* **文書の抜粋**:

★ ★ ★ ★

当時、日本では、ストールがすごく流行っていたんですよ。
伊藤
ストールの流行‥‥何年くらいの話でしょう。
長島
2009年にmanipuriをつくったので、
2007年か2008年ですね。
でも当時の僕には
「巻きものかぁ、そういう仕事もあるんだな」
っていうくらいの感覚でした。
というのも、独立した時は、陶器を売ったりとか、
そういうところからスタートしていたので。
伊藤
以前にお勤めになっていたのは? 
長島
BAYCREW’S(ベイクルーズ)というアパレルです。
伊藤
そうなんですね。
独立なさったきっかけは? 
長島
一人でやってみたいな、って思ったんです。
自分で立ち上げれば、全部自分でできるし、
同時に勉強もできますから。
それで独立して、最初、有田焼を売っていました。
そのあとSalet(サレット)っていう、
生花をアクセサリーにするブランドをつくりました。
いまは休止しているんですけれど。
鮫島ともその頃に知り合うんです。
伊藤
生花をアクセサリーに? 
鮫島
すっごくかわいかったんですよ。
長島は、プリザーブドフラワーのバラを使って、
ネックレスやピアスを作っていました。
前職でファッション雑貨メーカーのバイヤーだった私は、
それがセレクトショップに置かれているのを見て、
「この会社と取引したい!」と思い、
長島と会ったんです。

★ ★ ★ ★

* **提供項目**:
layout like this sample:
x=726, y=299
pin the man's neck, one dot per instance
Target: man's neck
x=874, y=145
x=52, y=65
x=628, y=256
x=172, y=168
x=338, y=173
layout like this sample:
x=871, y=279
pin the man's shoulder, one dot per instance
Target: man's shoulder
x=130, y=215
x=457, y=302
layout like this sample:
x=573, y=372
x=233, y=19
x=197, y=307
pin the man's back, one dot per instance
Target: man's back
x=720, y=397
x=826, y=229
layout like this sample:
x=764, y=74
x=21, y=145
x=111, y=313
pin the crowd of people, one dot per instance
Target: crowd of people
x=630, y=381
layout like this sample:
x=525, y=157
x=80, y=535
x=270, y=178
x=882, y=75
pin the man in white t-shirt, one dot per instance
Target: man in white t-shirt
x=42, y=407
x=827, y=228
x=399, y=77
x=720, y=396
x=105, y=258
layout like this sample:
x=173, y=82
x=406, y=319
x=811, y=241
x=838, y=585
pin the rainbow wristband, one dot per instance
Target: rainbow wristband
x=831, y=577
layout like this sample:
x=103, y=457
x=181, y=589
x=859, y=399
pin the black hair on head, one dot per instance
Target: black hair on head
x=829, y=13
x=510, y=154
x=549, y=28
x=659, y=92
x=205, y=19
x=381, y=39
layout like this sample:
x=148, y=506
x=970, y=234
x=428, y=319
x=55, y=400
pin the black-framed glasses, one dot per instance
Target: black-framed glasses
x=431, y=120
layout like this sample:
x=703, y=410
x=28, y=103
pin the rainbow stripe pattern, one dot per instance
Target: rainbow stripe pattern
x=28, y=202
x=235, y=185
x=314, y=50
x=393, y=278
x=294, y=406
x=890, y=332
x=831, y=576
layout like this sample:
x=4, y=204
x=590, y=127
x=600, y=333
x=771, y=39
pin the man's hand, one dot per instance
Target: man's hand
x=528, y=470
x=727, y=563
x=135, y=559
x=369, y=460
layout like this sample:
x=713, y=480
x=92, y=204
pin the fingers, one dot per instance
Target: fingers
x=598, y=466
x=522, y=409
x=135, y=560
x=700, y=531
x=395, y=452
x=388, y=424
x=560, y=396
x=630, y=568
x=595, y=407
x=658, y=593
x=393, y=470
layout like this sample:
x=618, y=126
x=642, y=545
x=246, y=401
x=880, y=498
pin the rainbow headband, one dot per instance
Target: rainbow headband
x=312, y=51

★ ★ ★ ★

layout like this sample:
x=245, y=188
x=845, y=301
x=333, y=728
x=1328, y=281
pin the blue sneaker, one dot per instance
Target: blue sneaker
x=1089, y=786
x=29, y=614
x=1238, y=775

★ ★ ★ ★

* **作業指示**:
対談のうち、「独立なさったきっかけは?」を含む箇所から書き始め、「いまは休止しているんですけれど。」で終わるまでを一字一句変えずに書き写してもらえますか? ここに並ぶ項目は、対談とは別の出典から取ったものです。

* **作業結果**:
独立なさったきっかけは? 
長島
一人でやってみたいな、って思ったんです。
自分で立ち上げれば、全部自分でできるし、
同時に勉強もできますから。
それで独立して、最初、有田焼を売っていました。
そのあとSalet(サレット)っていう、
生花をアクセサリーにするブランドをつくりました。
いまは休止しているんですけれど。